- [WHAT YOU WILL DO]:
Below are two blocks of items. Copy, character for character, everything from the line containing "Return the segmentation of every instance of the **dark" down to the line containing "79), (10, 82)]", including both of those lines.

***** SUPPLIED ENTRIES

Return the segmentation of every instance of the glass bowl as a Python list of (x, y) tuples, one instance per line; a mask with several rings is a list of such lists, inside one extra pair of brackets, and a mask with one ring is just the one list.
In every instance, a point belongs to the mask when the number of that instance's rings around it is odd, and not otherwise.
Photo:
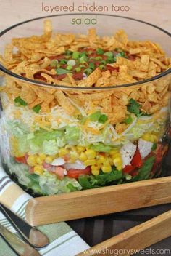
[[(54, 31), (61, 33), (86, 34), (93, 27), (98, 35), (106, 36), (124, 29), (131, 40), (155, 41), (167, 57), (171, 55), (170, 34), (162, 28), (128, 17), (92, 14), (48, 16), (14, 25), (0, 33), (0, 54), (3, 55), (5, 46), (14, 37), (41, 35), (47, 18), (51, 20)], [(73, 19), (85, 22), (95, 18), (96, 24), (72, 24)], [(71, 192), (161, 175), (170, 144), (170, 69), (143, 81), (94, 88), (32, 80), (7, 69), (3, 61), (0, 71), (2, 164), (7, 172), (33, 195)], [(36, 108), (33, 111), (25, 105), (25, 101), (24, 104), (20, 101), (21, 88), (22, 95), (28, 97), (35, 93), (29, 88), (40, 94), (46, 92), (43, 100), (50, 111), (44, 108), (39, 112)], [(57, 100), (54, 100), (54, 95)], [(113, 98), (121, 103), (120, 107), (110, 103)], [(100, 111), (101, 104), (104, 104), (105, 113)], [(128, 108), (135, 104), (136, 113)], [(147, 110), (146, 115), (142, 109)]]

**********
***** SUPPLIED ENTRIES

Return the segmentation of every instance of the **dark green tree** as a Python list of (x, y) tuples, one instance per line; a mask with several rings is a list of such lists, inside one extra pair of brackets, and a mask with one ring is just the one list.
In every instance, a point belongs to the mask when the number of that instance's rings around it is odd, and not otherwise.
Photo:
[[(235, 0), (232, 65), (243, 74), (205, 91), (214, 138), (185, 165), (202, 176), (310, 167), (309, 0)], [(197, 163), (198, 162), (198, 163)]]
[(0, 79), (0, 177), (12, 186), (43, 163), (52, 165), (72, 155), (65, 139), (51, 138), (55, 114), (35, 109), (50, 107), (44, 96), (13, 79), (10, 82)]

**********

- [RESULT OF THE TASK]:
Return the segmentation of every instance of the **dark green tree** as a Python list of (x, y) tuples, one instance per line; a mask with several rings is a list of such lists, inside one extra pair of brackets, and a mask with one ring is just the one list.
In every instance, a point belongs to the mask when the number of that instance's rings around it is odd, and not otherwise.
Photo:
[[(235, 0), (232, 65), (243, 74), (205, 91), (214, 138), (185, 165), (202, 176), (310, 167), (309, 0)], [(197, 163), (198, 162), (198, 163)]]
[(0, 79), (0, 177), (12, 186), (43, 163), (52, 165), (72, 155), (65, 139), (51, 138), (55, 114), (35, 109), (50, 107), (44, 96), (13, 79), (10, 82)]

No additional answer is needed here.